- _WORK TO COMPLETE_:
Report each line from the data below that holds the word "large".

- _EXTRACTED MATERIAL_:
------------
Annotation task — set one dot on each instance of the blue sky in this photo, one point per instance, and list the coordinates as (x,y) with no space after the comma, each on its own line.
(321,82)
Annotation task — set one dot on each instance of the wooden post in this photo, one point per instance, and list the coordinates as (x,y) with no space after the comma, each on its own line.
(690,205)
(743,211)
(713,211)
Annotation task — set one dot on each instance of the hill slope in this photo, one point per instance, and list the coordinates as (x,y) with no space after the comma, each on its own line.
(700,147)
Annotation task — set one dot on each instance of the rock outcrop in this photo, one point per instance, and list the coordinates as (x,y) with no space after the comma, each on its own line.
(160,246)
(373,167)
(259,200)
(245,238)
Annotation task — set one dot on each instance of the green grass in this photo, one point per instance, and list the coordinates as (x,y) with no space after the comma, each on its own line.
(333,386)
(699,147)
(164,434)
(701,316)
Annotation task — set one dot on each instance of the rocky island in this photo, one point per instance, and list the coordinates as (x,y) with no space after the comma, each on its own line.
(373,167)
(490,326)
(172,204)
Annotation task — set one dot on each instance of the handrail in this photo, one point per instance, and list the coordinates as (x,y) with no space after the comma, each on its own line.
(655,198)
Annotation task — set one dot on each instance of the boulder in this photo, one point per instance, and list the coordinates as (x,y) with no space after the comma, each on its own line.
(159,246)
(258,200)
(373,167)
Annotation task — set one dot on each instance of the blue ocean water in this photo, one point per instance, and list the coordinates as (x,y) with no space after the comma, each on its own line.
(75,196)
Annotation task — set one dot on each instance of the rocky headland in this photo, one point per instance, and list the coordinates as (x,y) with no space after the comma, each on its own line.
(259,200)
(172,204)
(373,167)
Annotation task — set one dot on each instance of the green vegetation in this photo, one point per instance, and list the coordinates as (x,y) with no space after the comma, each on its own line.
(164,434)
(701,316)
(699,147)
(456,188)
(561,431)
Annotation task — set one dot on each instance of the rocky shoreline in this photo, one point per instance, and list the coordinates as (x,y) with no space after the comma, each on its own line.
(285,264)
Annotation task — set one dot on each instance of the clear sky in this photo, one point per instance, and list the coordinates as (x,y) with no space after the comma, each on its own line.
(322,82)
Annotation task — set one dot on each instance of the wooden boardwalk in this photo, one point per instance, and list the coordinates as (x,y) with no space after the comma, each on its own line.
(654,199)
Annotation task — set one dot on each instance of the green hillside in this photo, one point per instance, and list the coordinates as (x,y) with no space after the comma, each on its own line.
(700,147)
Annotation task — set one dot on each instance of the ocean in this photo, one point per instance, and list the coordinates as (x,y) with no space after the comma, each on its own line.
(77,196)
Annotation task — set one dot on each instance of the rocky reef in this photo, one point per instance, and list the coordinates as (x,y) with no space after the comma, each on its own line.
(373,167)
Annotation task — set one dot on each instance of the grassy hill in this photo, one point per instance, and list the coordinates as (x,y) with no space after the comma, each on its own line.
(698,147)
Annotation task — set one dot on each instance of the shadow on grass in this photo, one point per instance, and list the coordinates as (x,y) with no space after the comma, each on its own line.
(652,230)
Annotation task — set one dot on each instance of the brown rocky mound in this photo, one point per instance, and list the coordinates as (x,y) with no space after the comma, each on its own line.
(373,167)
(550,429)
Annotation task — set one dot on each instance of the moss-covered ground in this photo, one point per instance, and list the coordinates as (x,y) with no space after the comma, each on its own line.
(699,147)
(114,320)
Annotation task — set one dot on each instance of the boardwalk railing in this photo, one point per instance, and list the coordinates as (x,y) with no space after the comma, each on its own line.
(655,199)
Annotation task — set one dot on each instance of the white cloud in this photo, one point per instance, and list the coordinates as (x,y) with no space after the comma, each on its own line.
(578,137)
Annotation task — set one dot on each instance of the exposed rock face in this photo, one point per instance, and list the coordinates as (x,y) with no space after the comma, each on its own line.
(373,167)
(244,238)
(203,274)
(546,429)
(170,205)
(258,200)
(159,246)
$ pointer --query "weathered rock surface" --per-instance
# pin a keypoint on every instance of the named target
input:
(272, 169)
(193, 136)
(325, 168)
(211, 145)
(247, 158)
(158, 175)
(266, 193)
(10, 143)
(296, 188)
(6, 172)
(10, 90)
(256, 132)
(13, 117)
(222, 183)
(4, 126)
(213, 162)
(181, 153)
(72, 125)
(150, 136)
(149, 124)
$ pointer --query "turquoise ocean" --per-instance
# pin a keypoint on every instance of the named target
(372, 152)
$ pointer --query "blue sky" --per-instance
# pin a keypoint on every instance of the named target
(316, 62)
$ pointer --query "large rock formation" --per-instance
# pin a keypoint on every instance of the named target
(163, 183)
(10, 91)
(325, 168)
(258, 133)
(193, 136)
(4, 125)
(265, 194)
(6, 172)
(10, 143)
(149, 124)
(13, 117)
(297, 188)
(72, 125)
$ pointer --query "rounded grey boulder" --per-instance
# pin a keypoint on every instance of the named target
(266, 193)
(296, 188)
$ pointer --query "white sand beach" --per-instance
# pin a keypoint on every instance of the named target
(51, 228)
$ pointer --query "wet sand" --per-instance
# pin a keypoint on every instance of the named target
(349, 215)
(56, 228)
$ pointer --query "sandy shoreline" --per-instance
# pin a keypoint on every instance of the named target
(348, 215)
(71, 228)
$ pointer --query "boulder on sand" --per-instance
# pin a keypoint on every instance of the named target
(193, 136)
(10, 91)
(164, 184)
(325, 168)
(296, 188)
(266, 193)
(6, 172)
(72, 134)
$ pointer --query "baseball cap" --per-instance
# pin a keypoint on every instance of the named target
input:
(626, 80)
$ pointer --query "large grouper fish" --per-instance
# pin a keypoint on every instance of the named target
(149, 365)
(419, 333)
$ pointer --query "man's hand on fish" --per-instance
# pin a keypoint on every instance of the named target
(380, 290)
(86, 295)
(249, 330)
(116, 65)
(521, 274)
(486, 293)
------------
- _RESPONSE BELOW_:
$ pointer --query "large rock formation" --per-instance
$ pointer --query "large grouper fish" --per-instance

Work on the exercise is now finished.